## ПОСТАНОВКА ЗАДАЧИ 1
Преобразуйте в нумерованный список строки записей от строки, содержащей «Expected output, for every instance of the white road», до последней строки записей включительно. Пустые строки в список не включайте.

## ТЕКСТ ДЛЯ ЧТЕНИЯ
= = = = =
Кроме того, еще один однострочный фрагмент Ахматовой был введен в оборот М.М. Кралиным в письме И.Л. Лиснянской, опубликованном последней: «Когда во время их встречи Ахматова получила от Цветаевой “Поэму Воздуха”, то, прочитав ее, сделала вывод: “Она «дальфин-лайк» (букв. «подобно дельфину») удалилась из поэзии и перешла в иное измерение”. Это я цитирую по памяти, не могу найти в ахматовской прозе этого кусочка с английской цитатой из “Антония и Клеопатры” [432]. ‹…› Запись сделана году в 1962. Но в 1965 (год выхода цветаевской “Библиотеки поэта”) в записной тетради Ахматовой появляется моностих: “Я знаю – будет день: заговорят дельфины”. И это ее ПОСЛЕДНЕЕ СЛОВО о Цветаевой» [Лиснянская 1995, 172–173].
= = = = =
## ИСХОДНЫЕ ДАННЫЕ
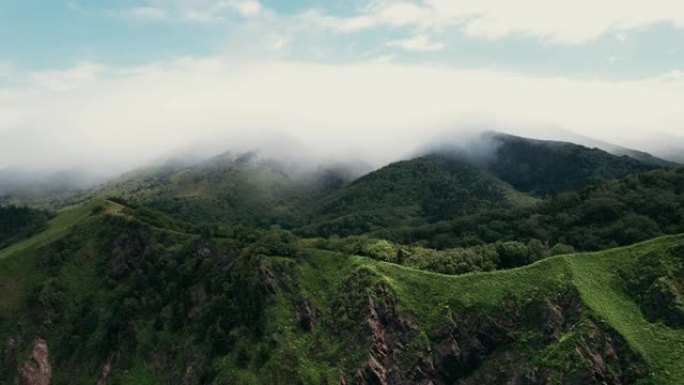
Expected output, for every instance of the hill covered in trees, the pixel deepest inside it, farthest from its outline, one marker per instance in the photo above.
(128, 297)
(439, 269)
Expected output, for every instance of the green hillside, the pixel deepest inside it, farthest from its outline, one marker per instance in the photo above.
(615, 213)
(547, 167)
(410, 192)
(158, 301)
(232, 189)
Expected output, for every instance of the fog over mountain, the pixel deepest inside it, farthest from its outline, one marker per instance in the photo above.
(101, 121)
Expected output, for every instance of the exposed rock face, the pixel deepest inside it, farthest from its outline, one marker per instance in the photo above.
(36, 370)
(106, 369)
(388, 333)
(481, 349)
(306, 317)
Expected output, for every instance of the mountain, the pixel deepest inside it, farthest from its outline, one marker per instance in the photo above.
(614, 213)
(542, 167)
(111, 293)
(410, 192)
(431, 270)
(237, 189)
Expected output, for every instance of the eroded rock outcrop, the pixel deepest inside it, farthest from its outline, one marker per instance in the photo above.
(36, 370)
(480, 347)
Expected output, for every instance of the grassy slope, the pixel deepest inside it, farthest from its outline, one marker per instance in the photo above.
(593, 274)
(661, 346)
(18, 261)
(432, 298)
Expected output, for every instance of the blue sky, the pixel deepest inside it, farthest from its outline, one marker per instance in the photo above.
(39, 35)
(111, 85)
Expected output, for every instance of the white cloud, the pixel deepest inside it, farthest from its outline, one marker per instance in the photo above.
(192, 10)
(416, 43)
(6, 68)
(145, 13)
(110, 119)
(557, 21)
(61, 80)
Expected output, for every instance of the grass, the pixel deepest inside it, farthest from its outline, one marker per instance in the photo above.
(594, 275)
(57, 228)
(432, 299)
(435, 297)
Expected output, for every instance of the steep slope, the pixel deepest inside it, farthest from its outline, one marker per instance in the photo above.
(123, 299)
(410, 192)
(618, 212)
(547, 167)
(243, 189)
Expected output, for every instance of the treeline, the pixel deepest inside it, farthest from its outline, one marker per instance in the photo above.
(621, 212)
(452, 261)
(152, 290)
(19, 222)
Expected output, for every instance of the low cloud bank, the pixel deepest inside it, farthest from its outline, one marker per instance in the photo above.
(106, 121)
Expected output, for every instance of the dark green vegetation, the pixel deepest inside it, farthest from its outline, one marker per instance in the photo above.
(243, 190)
(411, 192)
(20, 222)
(436, 270)
(616, 213)
(126, 288)
(546, 167)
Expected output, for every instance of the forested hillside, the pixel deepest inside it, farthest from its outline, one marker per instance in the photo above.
(129, 297)
(432, 270)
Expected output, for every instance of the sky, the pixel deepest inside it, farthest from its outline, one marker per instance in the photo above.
(111, 85)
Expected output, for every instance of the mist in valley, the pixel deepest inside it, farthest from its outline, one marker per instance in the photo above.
(88, 124)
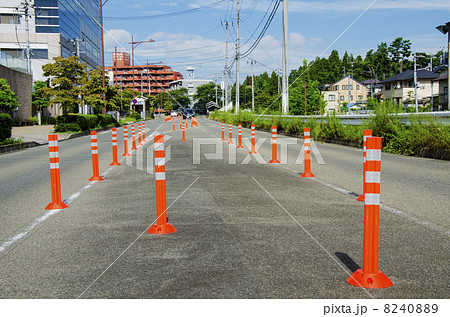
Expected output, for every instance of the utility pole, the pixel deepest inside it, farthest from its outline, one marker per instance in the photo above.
(253, 87)
(237, 58)
(226, 64)
(285, 84)
(431, 70)
(415, 84)
(102, 3)
(215, 85)
(25, 10)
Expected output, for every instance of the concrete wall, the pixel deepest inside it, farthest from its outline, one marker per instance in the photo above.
(22, 85)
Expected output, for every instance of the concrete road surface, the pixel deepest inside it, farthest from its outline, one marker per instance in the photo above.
(243, 230)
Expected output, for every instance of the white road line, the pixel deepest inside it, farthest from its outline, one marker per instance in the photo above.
(5, 245)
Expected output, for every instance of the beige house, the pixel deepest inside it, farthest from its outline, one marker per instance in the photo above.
(346, 90)
(401, 87)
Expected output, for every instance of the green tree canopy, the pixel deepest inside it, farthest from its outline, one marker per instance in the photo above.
(179, 98)
(8, 98)
(65, 74)
(40, 97)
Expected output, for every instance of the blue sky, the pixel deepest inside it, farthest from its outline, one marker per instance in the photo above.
(197, 37)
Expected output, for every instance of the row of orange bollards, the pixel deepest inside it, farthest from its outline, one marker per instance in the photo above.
(57, 203)
(369, 276)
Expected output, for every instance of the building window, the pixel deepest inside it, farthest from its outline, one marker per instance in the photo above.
(47, 29)
(6, 18)
(46, 21)
(46, 12)
(46, 3)
(39, 53)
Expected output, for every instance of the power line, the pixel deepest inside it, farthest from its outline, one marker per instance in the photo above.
(263, 31)
(166, 15)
= = = = =
## ПОСТАНОВКА ЗАДАЧИ 2
Изложите содержание текста для чтения в двух предложениях.

## ОТВЕТ 1
1. Expected output, for every instance of the white road line, the pixel deepest inside it, farthest from its outline, one marker per instance in the photo above.
2. (5, 245)
3. Expected output, for every instance of the beige house, the pixel deepest inside it, farthest from its outline, one marker per instance in the photo above.
4. (346, 90)
5. (401, 87)
6. Expected output, for every instance of the green tree canopy, the pixel deepest inside it, farthest from its outline, one marker per instance in the photo above.
7. (179, 98)
8. (8, 98)
9. (65, 74)
10. (40, 97)
11. Expected output, for every instance of the blue sky, the pixel deepest inside it, farthest from its outline, one marker per instance in the photo above.
12. (197, 37)
13. Expected output, for every instance of the row of orange bollards, the pixel deepest inside it, farthest from its outline, one marker per instance in the photo above.
14. (57, 203)
15. (369, 276)
16. Expected output, for every instance of the building window, the pixel deepest inside it, farthest from its outline, one marker per instance in the photo above.
17. (47, 29)
18. (6, 18)
19. (46, 21)
20. (46, 12)
21. (46, 3)
22. (39, 53)
23. Expected output, for every instance of the power line, the pixel deepest inside it, farthest from its outline, one marker per instance in the photo above.
24. (263, 31)
25. (166, 15)

## ОТВЕТ 2
Еще один однострочный фрагмент Ахматовой был введен в оборот М.М. Кралиным в письме И.Л. Лиснянской, опубликованном ею. В письме по памяти приводится сделанная около 1962 года запись о том, что Цветаева после «Поэмы Воздуха» «дальфин-лайк» удалилась из поэзии, а в 1965 году в записной тетради Ахматовой появился моностих «Я знаю – будет день: заговорят дельфины», названный ее последним словом о Цветаевой.